ESTRATTO DELLA FONTE:
:::::
«Un sia pur rapido sguardo all'itinerario della civiltà
mi fa sentire una Cassandra»
(Emil Cioran, Sillogismi dell'amarezza, 1952)
«Senza “persuasione” sia le parole di verità, sia quelle di giustizia, sia quelle di inganno non hanno efficacia. Cassandra è profetessa veritiera (alethómantis), e perciò si distingue da quegli indovini che cercano di ingannare seguendo i sentieri tortuosi dell'astuzia (skolat apàtai), ma per aver tradito un giuramento, Apollo l’ha privata del potere della persuasione (peithó) ed ora le sue parole sono inefficaci e, come dice il coro, non più degne di fede»
(Umberto Galimberti, Gli equivoci dell'anima, 1987)
Figlia di Priamo e di Ecuba, amata da Apollo, ottenne il dono della profezia, ma per non aver corrisposto al suo amore fu condannata a non essere creduta. Profetessa di sventura, in quanto predisposta a prevedere eventi nefasti, fa la sua prima comparsa nell’Iliade, ma diviene celebre dopo la sua apparizione nella tragedia di Eschilo: “Agamennone”, e in quella di Euripide: “Troiane”.
Adesso, in questo testo bellissimo, iconico, asciutto, poetico, tormentato, di Ruggero Cappuccio, nuovamente ci implora di crederle, perché è troppo tardi. Figlia del re di Troia, annuncia la morte, la distruzione, l’inganno, la guerra. Ma nessuno le crede.
Ci appare in un velo nero, gonfia nel suo vestito luttuoso, il corpo sommerso in un quadro funebre e cupo, solo il volto luminoso di donna, ma con voce tenebrosa di uomo, l’uomo che la piega al suo volere, al suo Stato, al suo ordine morale. Parla ferma, fissa nel vuoto, e racconta della sua sventura, e mentre parla si trasforma in voce femminile. Voce di donna, come quella di Neda (Neda che significa “voce”).
Neda della primavera araba, la giovane studentessa di filosofia che insanguinata in volto moriva in quelle piazze di rivolta mentre urlava la sua libertà già il 20 giugno del 2009 (era in compagnia del suo insegnante di musica e caro amico Hamid Panahi; stavano partecipando alla protesta contro l’esito sospetto delle elezioni). La morte di Neda Salehi Agha-Soltan (persiano: ندا آقاسلطان) è avvenuta a Teheran nel giugno del 2009 durante le proteste post-elettorali che hanno fatto seguito alle elezioni presidenziali, duramente represse dalle autorità. Aveva 26 anni. La sua uccisione ha avuto reazioni internazionali a causa di un video amatoriale che ha testimoniato gli ultimi istanti della sua vita. Ed è diventata un simbolo anche per la mia vita, io che in quegli anni provavo ad avere dei figli, una figlia, l’avessi avuta, l’avrei appunto chiamata Neda.
:::::
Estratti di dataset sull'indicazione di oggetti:
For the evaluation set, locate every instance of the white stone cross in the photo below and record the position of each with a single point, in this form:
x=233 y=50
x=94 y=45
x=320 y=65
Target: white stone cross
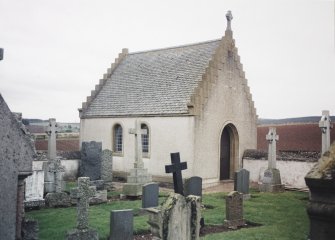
x=229 y=17
x=52 y=129
x=325 y=126
x=272 y=137
x=83 y=193
x=137 y=131
x=56 y=168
:::::
CONSEGNA 1:
Rispondi a queste domande basandoti sul testo su Cassandra.
(a) Di chi è figlia Cassandra?
(b) Chi è l'autore del testo in cui Cassandra implora nuovamente di crederle?
(c) Quanti anni aveva Neda quando è morta?
CONSEGNA 2:
Riscrivi il passo del testo su Cassandra compreso tra "Neda della primavera" e "appunto chiamata Neda.", estremi inclusi, sostituendo "video amatoriale" con "filmato amatoriale".

RISPOSTA CORRETTA 1:
(a) Cassandra è figlia di Priamo e di Ecuba.
(b) L'autore è Ruggero Cappuccio.
(c) Neda aveva 26 anni.

RISPOSTA CORRETTA 2:
Neda della primavera araba, la giovane studentessa di filosofia che insanguinata in volto moriva in quelle piazze di rivolta mentre urlava la sua libertà già il 20 giugno del 2009 (era in compagnia del suo insegnante di musica e caro amico Hamid Panahi; stavano partecipando alla protesta contro l’esito sospetto delle elezioni). La morte di Neda Salehi Agha-Soltan (persiano: ندا آقاسلطان) è avvenuta a Teheran nel giugno del 2009 durante le proteste post-elettorali che hanno fatto seguito alle elezioni presidenziali, duramente represse dalle autorità. Aveva 26 anni. La sua uccisione ha avuto reazioni internazionali a causa di un filmato amatoriale che ha testimoniato gli ultimi istanti della sua vita. Ed è diventata un simbolo anche per la mia vita, io che in quegli anni provavo ad avere dei figli, una figlia, l’avessi avuta, l’avrei appunto chiamata Neda.